» Supplied records:
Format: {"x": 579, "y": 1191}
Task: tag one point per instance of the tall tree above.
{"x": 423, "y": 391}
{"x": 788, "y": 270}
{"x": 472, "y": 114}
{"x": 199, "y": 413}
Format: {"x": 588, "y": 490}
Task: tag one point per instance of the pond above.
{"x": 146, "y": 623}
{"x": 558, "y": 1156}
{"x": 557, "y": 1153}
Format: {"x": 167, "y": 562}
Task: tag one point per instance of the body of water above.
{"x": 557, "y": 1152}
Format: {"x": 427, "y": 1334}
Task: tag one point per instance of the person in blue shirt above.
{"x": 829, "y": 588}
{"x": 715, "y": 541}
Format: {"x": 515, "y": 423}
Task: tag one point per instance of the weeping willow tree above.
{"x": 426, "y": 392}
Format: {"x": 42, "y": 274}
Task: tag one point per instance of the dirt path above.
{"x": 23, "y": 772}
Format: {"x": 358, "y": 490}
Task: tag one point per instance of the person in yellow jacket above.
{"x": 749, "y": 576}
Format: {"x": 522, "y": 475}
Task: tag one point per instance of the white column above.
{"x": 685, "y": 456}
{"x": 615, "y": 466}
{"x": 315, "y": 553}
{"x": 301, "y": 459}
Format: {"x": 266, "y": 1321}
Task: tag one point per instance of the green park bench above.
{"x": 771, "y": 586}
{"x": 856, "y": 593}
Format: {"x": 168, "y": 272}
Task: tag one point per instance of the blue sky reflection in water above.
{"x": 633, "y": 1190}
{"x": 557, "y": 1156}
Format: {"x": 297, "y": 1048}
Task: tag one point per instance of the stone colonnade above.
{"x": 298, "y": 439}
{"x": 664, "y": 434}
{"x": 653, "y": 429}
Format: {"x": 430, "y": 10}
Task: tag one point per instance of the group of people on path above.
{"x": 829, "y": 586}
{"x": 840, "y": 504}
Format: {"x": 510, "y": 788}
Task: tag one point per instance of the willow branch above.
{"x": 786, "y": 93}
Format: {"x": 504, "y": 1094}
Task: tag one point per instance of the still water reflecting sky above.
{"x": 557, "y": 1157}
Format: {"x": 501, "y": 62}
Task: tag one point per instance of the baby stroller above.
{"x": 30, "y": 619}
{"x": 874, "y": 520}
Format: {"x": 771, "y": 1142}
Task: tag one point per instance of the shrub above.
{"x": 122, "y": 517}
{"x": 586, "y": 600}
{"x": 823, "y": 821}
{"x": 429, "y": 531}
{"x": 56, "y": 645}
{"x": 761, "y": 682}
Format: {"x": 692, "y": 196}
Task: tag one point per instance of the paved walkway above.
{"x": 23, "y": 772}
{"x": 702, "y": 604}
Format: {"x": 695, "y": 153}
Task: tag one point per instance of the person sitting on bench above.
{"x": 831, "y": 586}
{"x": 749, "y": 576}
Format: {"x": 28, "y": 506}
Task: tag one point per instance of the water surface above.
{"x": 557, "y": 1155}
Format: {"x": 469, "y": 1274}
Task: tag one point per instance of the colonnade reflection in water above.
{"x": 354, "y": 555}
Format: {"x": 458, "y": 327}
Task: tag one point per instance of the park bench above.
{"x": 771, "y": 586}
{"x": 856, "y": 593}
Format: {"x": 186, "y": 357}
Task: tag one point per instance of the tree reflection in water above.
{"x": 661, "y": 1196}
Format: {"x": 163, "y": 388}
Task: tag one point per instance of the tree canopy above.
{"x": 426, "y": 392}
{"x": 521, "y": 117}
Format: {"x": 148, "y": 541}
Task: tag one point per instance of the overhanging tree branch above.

» Work required:
Locate every line in the items above that contains the string "path", and copy each of those lines in the order it appears.

» The completed task:
Task: tag one point per instance of the dirt path above.
Task: tag one point per instance of the group of people on path above.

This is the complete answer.